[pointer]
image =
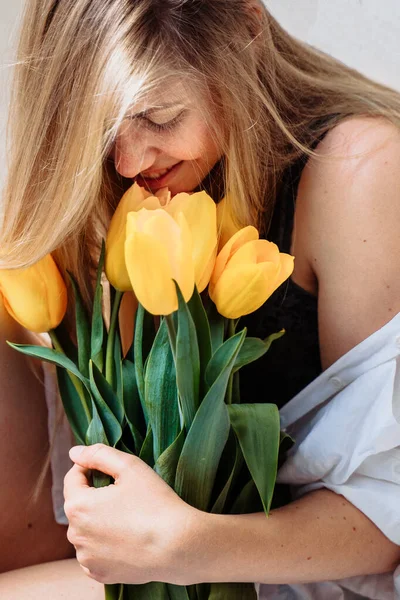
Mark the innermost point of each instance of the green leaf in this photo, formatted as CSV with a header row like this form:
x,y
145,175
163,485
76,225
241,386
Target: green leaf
x,y
203,332
254,348
52,356
132,405
97,318
187,362
146,452
107,393
203,590
147,591
232,591
207,437
82,329
167,463
76,413
257,427
96,435
219,505
248,501
119,386
221,358
177,592
63,336
121,446
217,326
161,394
112,427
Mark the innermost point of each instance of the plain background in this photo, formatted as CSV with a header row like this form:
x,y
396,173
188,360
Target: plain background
x,y
361,33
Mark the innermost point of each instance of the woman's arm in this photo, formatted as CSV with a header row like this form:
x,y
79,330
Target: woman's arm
x,y
320,537
347,245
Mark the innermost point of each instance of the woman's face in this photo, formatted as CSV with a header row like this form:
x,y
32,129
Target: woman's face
x,y
166,142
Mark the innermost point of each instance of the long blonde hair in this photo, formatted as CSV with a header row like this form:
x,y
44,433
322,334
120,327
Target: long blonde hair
x,y
82,64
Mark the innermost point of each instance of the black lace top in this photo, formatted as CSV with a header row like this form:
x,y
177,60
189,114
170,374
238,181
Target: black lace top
x,y
293,361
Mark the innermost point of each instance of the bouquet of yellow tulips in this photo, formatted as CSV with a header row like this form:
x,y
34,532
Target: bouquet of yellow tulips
x,y
178,379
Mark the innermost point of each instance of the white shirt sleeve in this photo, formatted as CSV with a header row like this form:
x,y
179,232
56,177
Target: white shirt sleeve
x,y
346,425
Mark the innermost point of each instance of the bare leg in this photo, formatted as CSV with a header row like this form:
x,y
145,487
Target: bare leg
x,y
58,580
28,532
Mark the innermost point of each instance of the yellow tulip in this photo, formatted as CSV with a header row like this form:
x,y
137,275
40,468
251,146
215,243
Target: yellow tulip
x,y
158,249
247,271
201,215
36,296
134,199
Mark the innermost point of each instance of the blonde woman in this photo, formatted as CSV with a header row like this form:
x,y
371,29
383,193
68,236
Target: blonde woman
x,y
209,93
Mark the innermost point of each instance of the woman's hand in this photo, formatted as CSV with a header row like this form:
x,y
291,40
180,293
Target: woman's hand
x,y
130,532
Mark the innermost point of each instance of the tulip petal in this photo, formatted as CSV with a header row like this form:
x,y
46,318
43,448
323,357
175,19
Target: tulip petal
x,y
183,269
246,255
227,227
150,273
247,234
242,290
268,252
115,262
36,297
201,215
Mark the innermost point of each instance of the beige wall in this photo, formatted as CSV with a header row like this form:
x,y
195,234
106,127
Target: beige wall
x,y
362,33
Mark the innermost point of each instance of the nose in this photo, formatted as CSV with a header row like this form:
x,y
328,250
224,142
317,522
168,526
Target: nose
x,y
133,154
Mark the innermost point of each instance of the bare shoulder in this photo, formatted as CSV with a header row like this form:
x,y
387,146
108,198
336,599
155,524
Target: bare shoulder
x,y
358,151
347,230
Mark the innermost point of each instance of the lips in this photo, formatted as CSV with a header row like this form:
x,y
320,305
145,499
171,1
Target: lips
x,y
158,178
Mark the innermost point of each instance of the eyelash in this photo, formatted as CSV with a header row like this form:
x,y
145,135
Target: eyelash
x,y
162,128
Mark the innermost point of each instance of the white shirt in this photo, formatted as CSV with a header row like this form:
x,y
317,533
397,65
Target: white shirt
x,y
346,424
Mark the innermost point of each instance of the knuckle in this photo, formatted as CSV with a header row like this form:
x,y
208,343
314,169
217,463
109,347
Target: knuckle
x,y
71,536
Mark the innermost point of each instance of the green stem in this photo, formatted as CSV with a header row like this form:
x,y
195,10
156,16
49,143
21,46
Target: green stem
x,y
76,382
171,334
231,332
111,338
172,342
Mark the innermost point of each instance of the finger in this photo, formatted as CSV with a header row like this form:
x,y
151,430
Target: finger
x,y
102,458
76,479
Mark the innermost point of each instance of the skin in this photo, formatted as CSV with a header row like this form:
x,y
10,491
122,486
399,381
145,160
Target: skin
x,y
164,131
350,267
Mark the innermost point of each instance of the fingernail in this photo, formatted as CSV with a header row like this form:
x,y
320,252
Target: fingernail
x,y
76,451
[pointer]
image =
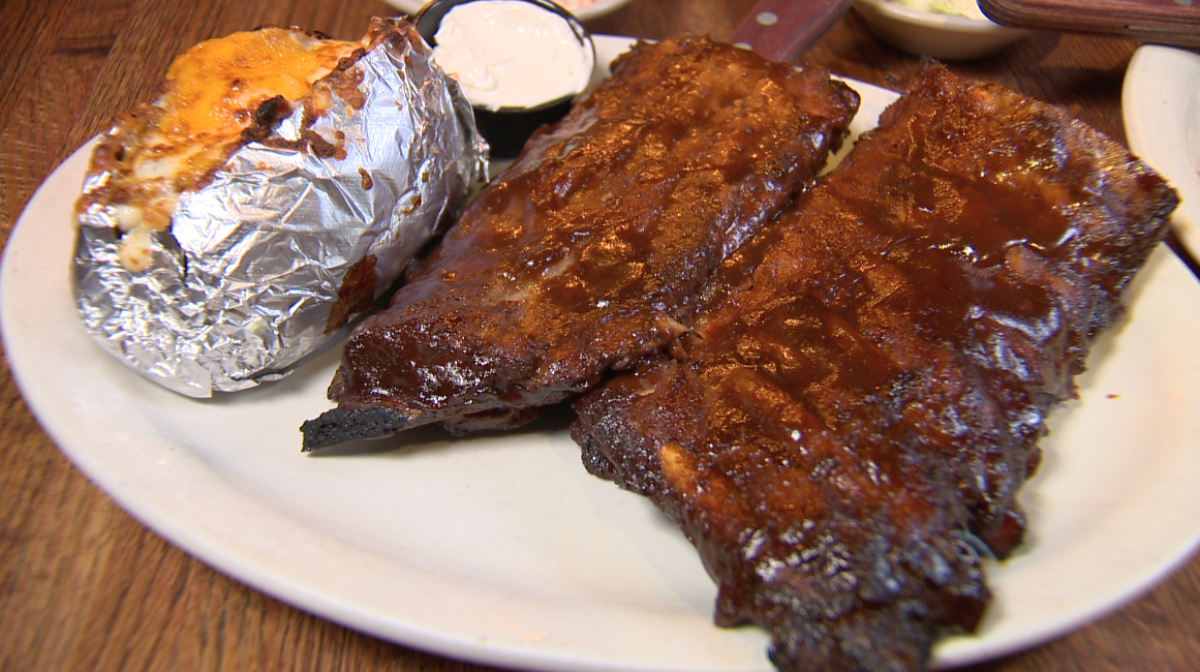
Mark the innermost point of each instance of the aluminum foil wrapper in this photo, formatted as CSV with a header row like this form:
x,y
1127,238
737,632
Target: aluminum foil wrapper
x,y
267,262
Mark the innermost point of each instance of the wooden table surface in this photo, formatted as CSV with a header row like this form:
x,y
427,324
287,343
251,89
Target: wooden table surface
x,y
83,586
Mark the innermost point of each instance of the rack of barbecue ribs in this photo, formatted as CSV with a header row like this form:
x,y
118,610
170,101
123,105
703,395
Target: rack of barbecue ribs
x,y
589,251
845,429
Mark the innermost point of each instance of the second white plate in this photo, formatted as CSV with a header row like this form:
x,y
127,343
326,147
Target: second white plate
x,y
1161,105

### Exercise task
Format every line of the records above as a numbered list, skipping any blank lines. Leave the pictures out of your answer.

### Exercise response
1. [pointer]
2. image =
3. Mark the innermost point of each instance of the green leaf in this photo, formatted as CSV with a header row like this form:
4. x,y
5. 145,175
6. 163,485
7. 76,225
8. 241,386
9. Target: green leaf
10. x,y
11. 203,332
12. 254,348
13. 52,356
14. 132,405
15. 97,318
16. 187,362
17. 146,452
18. 107,393
19. 203,590
20. 147,591
21. 232,591
22. 207,437
23. 82,329
24. 167,463
25. 76,413
26. 257,427
27. 96,435
28. 219,505
29. 248,501
30. 119,386
31. 221,358
32. 177,592
33. 63,336
34. 121,446
35. 217,326
36. 161,394
37. 112,427
38. Mark the innermost point of each instance of the plain background in this photo, formatted as CSV with a header row like this form:
39. x,y
40. 396,173
41. 188,360
42. Target: plain background
43. x,y
44. 361,33
45. Mark the innermost point of each instance of the woman's arm in this photo, formatted as CSV with a header row like this form:
46. x,y
47. 79,330
48. Target: woman's arm
49. x,y
50. 320,537
51. 347,245
52. Mark the innermost point of each instance of the woman's face in this photo, formatted as CSV with a header row like this form:
53. x,y
54. 32,129
55. Target: woman's face
56. x,y
57. 166,142
58. Mark the innermost point of each instance of the long blonde hair in this photo, formatted as CSV with a header row like this form:
59. x,y
60. 44,433
61. 322,334
62. 120,327
63. Target: long blonde hair
64. x,y
65. 82,64
66. Mark the innermost point of each instance of the black lace top in this photo, formatted as CSV with a header row like this form:
67. x,y
68. 177,60
69. 189,114
70. 170,374
71. 238,181
72. Target: black lace top
73. x,y
74. 293,361
75. Mark the innermost point of each instance of the bouquet of yellow tulips in this photo, formatted as CSV with a header row like this form:
76. x,y
77. 34,532
78. Target: bouquet of yellow tulips
79. x,y
80. 178,379
81. Mark the innermost point of each instance of the white shirt sleeve in this photo, formatted as CSV with a header row like this form:
82. x,y
83. 179,232
84. 56,177
85. Target: white shirt sleeve
86. x,y
87. 346,425
88. Mark the innermost point of each instance of the bare leg in this photo, formatted as CSV with a header row like this form:
89. x,y
90. 145,487
91. Target: bare leg
92. x,y
93. 58,580
94. 28,532
95. Mark the innermost point of each instance of the yellow tulip in this photo, formatted as CSV with a header row like this form:
96. x,y
97. 137,275
98. 40,468
99. 251,146
100. 215,243
101. Target: yellow tulip
102. x,y
103. 158,249
104. 247,271
105. 201,215
106. 36,296
107. 134,199
108. Mark the innermost point of each instance of the blonde woman in this photo, formatted as CSV with a header row like this form:
109. x,y
110. 371,29
111. 383,193
112. 68,236
113. Target: blonde woman
114. x,y
115. 209,93
116. Mark the innermost point of each instance of the woman's hand in this photo, formatted as CSV with a header row like this form:
117. x,y
118. 291,40
119. 180,293
120. Target: woman's hand
121. x,y
122. 130,532
123. Mark the innermost point of each instance of the tulip petal in this photo, formatted as CSV with a header row like this form:
124. x,y
125. 46,318
126. 43,448
127. 323,357
128. 175,19
129. Target: tulip petal
130. x,y
131. 183,269
132. 246,255
133. 227,227
134. 150,273
135. 247,234
136. 242,290
137. 268,252
138. 115,262
139. 36,297
140. 201,215
141. Mark the innermost point of each instance of the beige wall in this photo, formatted as CSV with a header row like this form:
142. x,y
143. 195,234
144. 106,127
145. Target: beige wall
146. x,y
147. 362,33
148. Mark the innermost point of each instance of the nose in this photo, formatted as CSV with a header row like this form:
149. x,y
150. 328,250
151. 224,142
152. 317,522
153. 168,526
154. Target: nose
155. x,y
156. 133,154
157. Mark the innermost point of each instance of the bare shoulder in this photo, formatted as CSV with a header row like this form:
158. x,y
159. 387,146
160. 108,198
161. 336,599
162. 155,524
163. Target: bare shoulder
164. x,y
165. 358,151
166. 347,230
167. Mark the innermost point of each instance of the lips in this photo, formatted as CSV with a header row like this form:
168. x,y
169. 320,305
170. 145,499
171. 171,1
172. Target: lips
173. x,y
174. 158,178
175. Mark the innermost point of each instance of the eyelash in this photo, formatted as CSV with a header row like this form:
176. x,y
177. 145,135
178. Target: eyelash
179. x,y
180. 162,128
181. Mark the innermost point of each instance of the white shirt in this photo, formatted as CSV with a header row like this form:
182. x,y
183. 317,533
184. 397,65
185. Target: white shirt
186. x,y
187. 346,424
188. Mark the innermost point of each instance of the knuckle in this photo, formatted as CSV with a header row like this form:
189. x,y
190. 208,343
191. 314,169
192. 217,463
193. 109,347
194. Target: knuckle
195. x,y
196. 71,536
197. Mark the innermost point of each instance of the green stem in this photo, formatted as CSV with a header row like this form:
198. x,y
199. 195,10
200. 156,16
201. 49,143
202. 21,46
203. Target: green stem
204. x,y
205. 76,382
206. 171,334
207. 231,332
208. 111,338
209. 172,342
210. Mark the innermost point of each instance of the finger in this photo, formatted as CSV with a header row like this form:
211. x,y
212. 151,430
213. Target: finger
214. x,y
215. 102,458
216. 76,479
217. Mark the innermost point of each instance of the skin in this photo, formatted as CSV with a header row like this form:
218. x,y
219. 10,491
220. 122,486
221. 399,381
222. 145,160
223. Target: skin
224. x,y
225. 164,131
226. 350,267
227. Mark the innermost point of each instance of the fingernail in this photo, formatted as CSV with a header row like this form:
228. x,y
229. 320,252
230. Target: fingernail
231. x,y
232. 76,451
233. [pointer]
234. image =
235. Mark the innermost point of each instance of the aluminum foil wrapper in this photo, formatted as CSV with a header row like this form:
236. x,y
237. 1127,238
238. 737,632
239. Target: aluminum foil wrapper
240. x,y
241. 267,262
242. Mark the innermost point of each instance of the wooden table surface in this photo, formatted as CSV with a header row like this form:
243. x,y
244. 427,324
245. 287,343
246. 251,89
247. Target: wooden table surface
248. x,y
249. 83,586
250. Mark the innermost point of each instance of the rack of barbecue ribs in this photo, formatted as CSV with a header row like this form:
251. x,y
252. 118,610
253. 170,101
254. 123,105
255. 703,395
256. Target: rack of barbecue ribs
257. x,y
258. 589,251
259. 845,429
260. Mark the innermost point of each instance of the second white plate in this photo, formatted as CSV with a header row like this form:
261. x,y
262. 127,343
263. 326,147
264. Target: second white plate
265. x,y
266. 1161,105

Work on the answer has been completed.